* _WHAT THE TASK ASKS_
Write out each record below exactly as it appears, with no pictures.

================

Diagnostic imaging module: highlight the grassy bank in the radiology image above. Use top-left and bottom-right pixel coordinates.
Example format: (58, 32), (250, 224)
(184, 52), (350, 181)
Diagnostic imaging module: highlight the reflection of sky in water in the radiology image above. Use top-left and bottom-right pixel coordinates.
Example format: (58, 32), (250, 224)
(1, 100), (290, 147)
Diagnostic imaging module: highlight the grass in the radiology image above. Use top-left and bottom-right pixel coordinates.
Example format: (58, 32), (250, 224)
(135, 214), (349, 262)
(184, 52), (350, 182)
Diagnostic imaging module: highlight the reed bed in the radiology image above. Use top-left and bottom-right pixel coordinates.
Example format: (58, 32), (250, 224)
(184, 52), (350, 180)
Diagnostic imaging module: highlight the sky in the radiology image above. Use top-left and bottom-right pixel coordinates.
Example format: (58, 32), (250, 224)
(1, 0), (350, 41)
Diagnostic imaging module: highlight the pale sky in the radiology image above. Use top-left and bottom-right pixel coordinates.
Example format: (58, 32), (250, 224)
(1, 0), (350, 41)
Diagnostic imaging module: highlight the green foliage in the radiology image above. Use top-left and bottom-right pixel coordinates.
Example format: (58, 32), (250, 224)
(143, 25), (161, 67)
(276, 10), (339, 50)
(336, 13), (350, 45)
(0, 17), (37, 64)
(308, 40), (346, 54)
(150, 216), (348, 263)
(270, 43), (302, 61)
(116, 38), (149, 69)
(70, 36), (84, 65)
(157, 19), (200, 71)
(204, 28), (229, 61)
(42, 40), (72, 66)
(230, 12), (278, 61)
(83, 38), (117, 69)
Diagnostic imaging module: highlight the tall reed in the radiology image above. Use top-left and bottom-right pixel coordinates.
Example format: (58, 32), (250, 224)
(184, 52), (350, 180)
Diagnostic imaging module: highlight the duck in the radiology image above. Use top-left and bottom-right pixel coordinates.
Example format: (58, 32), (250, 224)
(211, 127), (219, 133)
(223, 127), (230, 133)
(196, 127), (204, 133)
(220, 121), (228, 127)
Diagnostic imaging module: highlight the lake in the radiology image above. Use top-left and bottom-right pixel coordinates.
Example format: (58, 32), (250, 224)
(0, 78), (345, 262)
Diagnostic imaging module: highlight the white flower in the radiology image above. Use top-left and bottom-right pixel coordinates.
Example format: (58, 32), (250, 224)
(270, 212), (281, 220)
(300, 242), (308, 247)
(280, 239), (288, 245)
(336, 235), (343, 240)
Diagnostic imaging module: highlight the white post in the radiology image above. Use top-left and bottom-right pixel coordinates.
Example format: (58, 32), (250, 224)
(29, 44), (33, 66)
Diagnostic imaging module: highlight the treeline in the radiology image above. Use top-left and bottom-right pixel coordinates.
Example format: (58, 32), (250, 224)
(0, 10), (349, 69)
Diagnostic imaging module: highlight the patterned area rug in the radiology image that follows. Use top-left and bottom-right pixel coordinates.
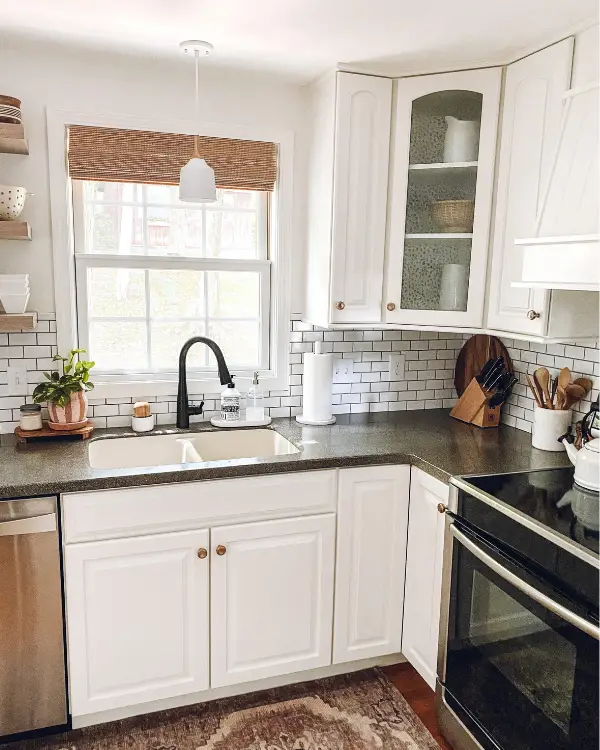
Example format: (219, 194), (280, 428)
(4, 669), (440, 750)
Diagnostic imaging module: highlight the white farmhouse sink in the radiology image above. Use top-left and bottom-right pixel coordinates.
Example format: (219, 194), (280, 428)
(88, 429), (300, 470)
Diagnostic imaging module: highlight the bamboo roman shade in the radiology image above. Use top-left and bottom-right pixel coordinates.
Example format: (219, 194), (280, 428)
(67, 126), (278, 192)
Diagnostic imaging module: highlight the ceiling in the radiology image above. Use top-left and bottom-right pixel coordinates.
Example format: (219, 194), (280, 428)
(2, 0), (597, 82)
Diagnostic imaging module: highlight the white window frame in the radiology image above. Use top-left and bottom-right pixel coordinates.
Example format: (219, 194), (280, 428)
(72, 182), (271, 377)
(47, 109), (293, 398)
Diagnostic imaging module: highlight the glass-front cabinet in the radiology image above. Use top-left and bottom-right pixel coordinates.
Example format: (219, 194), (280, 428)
(385, 69), (501, 327)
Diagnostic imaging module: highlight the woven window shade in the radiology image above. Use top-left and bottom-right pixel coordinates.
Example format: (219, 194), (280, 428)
(67, 126), (278, 192)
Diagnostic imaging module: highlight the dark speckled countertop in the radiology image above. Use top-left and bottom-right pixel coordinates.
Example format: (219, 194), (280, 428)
(0, 410), (571, 499)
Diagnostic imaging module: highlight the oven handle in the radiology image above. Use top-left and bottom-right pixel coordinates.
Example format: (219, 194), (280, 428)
(451, 524), (600, 641)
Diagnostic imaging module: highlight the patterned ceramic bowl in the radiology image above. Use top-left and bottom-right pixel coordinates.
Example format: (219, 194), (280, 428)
(0, 186), (27, 220)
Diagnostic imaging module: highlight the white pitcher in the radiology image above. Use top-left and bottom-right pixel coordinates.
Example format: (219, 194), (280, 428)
(443, 117), (480, 163)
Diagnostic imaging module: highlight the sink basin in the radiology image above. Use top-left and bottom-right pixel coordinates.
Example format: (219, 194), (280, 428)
(88, 429), (300, 470)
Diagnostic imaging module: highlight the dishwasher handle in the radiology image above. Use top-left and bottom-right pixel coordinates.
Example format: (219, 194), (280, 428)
(0, 513), (57, 537)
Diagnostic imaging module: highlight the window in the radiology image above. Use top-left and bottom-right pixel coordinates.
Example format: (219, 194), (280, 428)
(73, 181), (270, 377)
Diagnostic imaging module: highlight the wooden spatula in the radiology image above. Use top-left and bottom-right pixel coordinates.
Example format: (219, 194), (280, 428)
(556, 367), (571, 409)
(534, 367), (553, 409)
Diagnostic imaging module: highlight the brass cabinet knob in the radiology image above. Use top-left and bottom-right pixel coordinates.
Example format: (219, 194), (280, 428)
(437, 503), (447, 514)
(527, 309), (541, 320)
(216, 545), (227, 556)
(197, 548), (208, 559)
(386, 302), (396, 311)
(335, 301), (345, 310)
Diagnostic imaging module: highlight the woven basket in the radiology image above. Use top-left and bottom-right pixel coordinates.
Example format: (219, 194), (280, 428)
(432, 200), (474, 233)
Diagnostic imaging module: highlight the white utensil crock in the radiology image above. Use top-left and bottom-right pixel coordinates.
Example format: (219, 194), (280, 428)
(443, 117), (480, 163)
(531, 406), (572, 451)
(439, 264), (469, 311)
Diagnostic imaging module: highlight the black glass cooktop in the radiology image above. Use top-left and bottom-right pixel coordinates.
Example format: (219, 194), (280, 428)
(465, 467), (599, 557)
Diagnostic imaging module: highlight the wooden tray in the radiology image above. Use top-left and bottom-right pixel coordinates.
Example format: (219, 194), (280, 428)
(15, 420), (94, 443)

================

* _SOLUTION_
Diagnostic imaging module: highlight the grassy bank in the radiology image above. Use top-left and bottom-right pixel coordinates.
Example format: (58, 32), (250, 224)
(184, 52), (350, 181)
Diagnostic imaging module: highlight the reflection of sky in water in the radiology image above. Use top-left and bottom-right pixel coordinates.
Example format: (58, 32), (250, 224)
(1, 100), (290, 147)
Diagnostic imaging module: highlight the grass in the radiology image above. Use top-left and bottom-right pixel coordinates.
Example format: (58, 32), (250, 224)
(135, 214), (349, 262)
(184, 52), (350, 182)
Diagnostic imaging module: highlight the reed bed in the radiology image above. Use top-left and bottom-right pixel coordinates.
Example format: (58, 32), (250, 224)
(184, 52), (350, 180)
Diagnostic imaging module: highlight the sky in the radiology image above. Use top-left and bottom-right pixel coordinates.
Example format: (58, 32), (250, 224)
(1, 0), (350, 41)
Diagnostic imaging module: highlight the pale sky in the radiology image above. Use top-left and bottom-right pixel coordinates.
Example format: (58, 32), (250, 224)
(1, 0), (350, 41)
Diagnostic imaging module: highlight the green foliage in the radiology image above. Use top-left and bottom-right pixel coordinates.
Example format: (58, 32), (250, 224)
(143, 25), (161, 67)
(276, 10), (339, 50)
(336, 13), (350, 45)
(0, 17), (37, 64)
(308, 40), (346, 54)
(150, 216), (348, 263)
(270, 43), (302, 61)
(116, 38), (149, 69)
(70, 36), (84, 65)
(157, 19), (200, 71)
(204, 28), (229, 61)
(42, 40), (72, 66)
(230, 12), (278, 61)
(83, 38), (117, 69)
Diagnostic imaging module: highlight the tall reed in the radiology image above. Use top-left and bottom-right pixel coordinates.
Example format: (58, 32), (250, 224)
(184, 52), (350, 180)
Diagnostic imaging module: highlight the duck in the radiology image above. Use top-left and bottom-right pixel coordinates.
Example format: (58, 32), (250, 224)
(211, 127), (219, 133)
(223, 127), (230, 133)
(196, 127), (204, 133)
(220, 121), (228, 127)
Diagnostic imaging module: highlight the lake in the radiology image above. Use top-left and bottom-right pixel coordinates.
Example format: (58, 32), (250, 224)
(0, 78), (345, 262)
Diagnostic imaging module: highlight the white flower in the radiology image above. Use top-left and bottom-right pixel coordinates.
Example format: (58, 32), (250, 224)
(270, 212), (281, 220)
(300, 242), (308, 247)
(280, 239), (288, 245)
(336, 235), (343, 240)
Diagnostic imaging module: highlight the white post in the radiology image above. Use top-left and bottom-right pixel coordinates.
Example format: (58, 32), (250, 224)
(29, 44), (33, 66)
Diagnostic imaging module: highlight the treeline in the radiology image above. Use top-left and bottom-right pixel coordinates.
Example format: (58, 32), (250, 224)
(0, 10), (349, 69)
Diagnostic imaging module: highlight the patterned area rug in the radiology image that follows. Use top-left and bottom-right pixel coordinates.
Example format: (219, 194), (280, 428)
(4, 669), (440, 750)
Diagnostic imaging module: highlight the white farmhouse sink in the radiology image above. Use top-left and bottom-right pixel coordinates.
Example format: (219, 194), (280, 428)
(88, 429), (300, 470)
Diagnostic imaging module: highlight the bamboo roman shade in the radiology image above. Use top-left and bottom-right pixel coordinates.
Example format: (219, 194), (280, 428)
(67, 126), (278, 192)
Diagnostic imaging module: highlight the ceiling in the radiology image above. Use top-left and bottom-right pixel coordinates.
Example format: (219, 194), (280, 428)
(2, 0), (597, 82)
Diagnostic imaging module: highlight the white window frame in the radiology image above. Use top-left and bottom-right pixel coordinates.
Example format: (219, 194), (280, 428)
(72, 182), (271, 377)
(47, 109), (293, 398)
Diagnostic imaging module: highlight the glass-front cabinet in the radiology image above. Use top-left and bottom-right pixel coordinates.
Example format: (219, 194), (280, 428)
(385, 69), (501, 327)
Diagnostic imaging module: highlight the woven window shade in the radiology image above. Use top-left and bottom-right pixel coordinates.
Example format: (219, 194), (280, 428)
(67, 126), (278, 192)
Diagnostic imaging module: highlight the dark speckled countertop in the radiology image above. Use top-left and bottom-right pixel coordinates.
Example format: (219, 194), (280, 428)
(0, 410), (571, 499)
Diagnostic imaging module: highlight the oven handle in the radiology image above. Use top-left and bottom-right pixel coordinates.
Example format: (219, 194), (280, 428)
(451, 524), (600, 641)
Diagnostic imaging module: highlight the patterned ceramic bowl in the radiology image above. Use top-left and bottom-right pixel coordinates.
Example format: (219, 194), (280, 428)
(0, 186), (27, 220)
Diagnostic imaging module: highlight the white pitcher in the radiology image above. Use top-left and bottom-right pixel coordinates.
Example format: (219, 194), (280, 428)
(443, 117), (480, 163)
Diagnostic imaging module: highlight the sink basin in the radiology image above. Use top-left and bottom-right pixel coordinates.
Example format: (219, 194), (280, 428)
(88, 429), (300, 470)
Diagnostic imaging module: highlight the dishwasher handle in the radiology image above. Use top-left and bottom-right pixel coordinates.
Example format: (219, 194), (280, 428)
(0, 513), (57, 537)
Diagnostic imaging module: highlight the window in the radiology image above. Use top-left and bottom-right pixel coordinates.
Example format: (219, 194), (280, 428)
(73, 181), (270, 377)
Diagnostic imaging module: highlight the wooden spatula in the radiology image above. Use top-left and bottom-right pixel coordinates.
Example format: (219, 194), (280, 428)
(556, 367), (571, 409)
(534, 367), (553, 409)
Diagnostic imaging module: highlight the brass cabinet knob in the radiology image above. Use top-left and bottom-right pixel coordinates.
Example format: (219, 194), (280, 428)
(437, 503), (447, 514)
(527, 309), (541, 320)
(216, 545), (227, 556)
(197, 548), (208, 559)
(386, 302), (396, 311)
(335, 301), (345, 310)
Diagnostic imaging module: highlight the woven basket in the radiology image above. Use top-left and bottom-right pixel coordinates.
Example format: (219, 194), (280, 428)
(432, 200), (474, 233)
Diagnostic imaging module: highlight the white utensil crock in the radiology image above. Use top-left and bottom-right pixel coordinates.
Example format: (219, 194), (280, 428)
(443, 117), (480, 163)
(531, 406), (572, 451)
(439, 264), (469, 311)
Diagnostic imaging module: highlight the black glass cooktop in the radiology image above. Use top-left and bottom-right pixel coordinates.
Example format: (219, 194), (280, 428)
(465, 467), (599, 557)
Diagnostic imaging module: highlight the wooden tray in the radiology image above. Use top-left and bottom-right pixel coordinates.
Example format: (219, 194), (280, 428)
(15, 420), (94, 443)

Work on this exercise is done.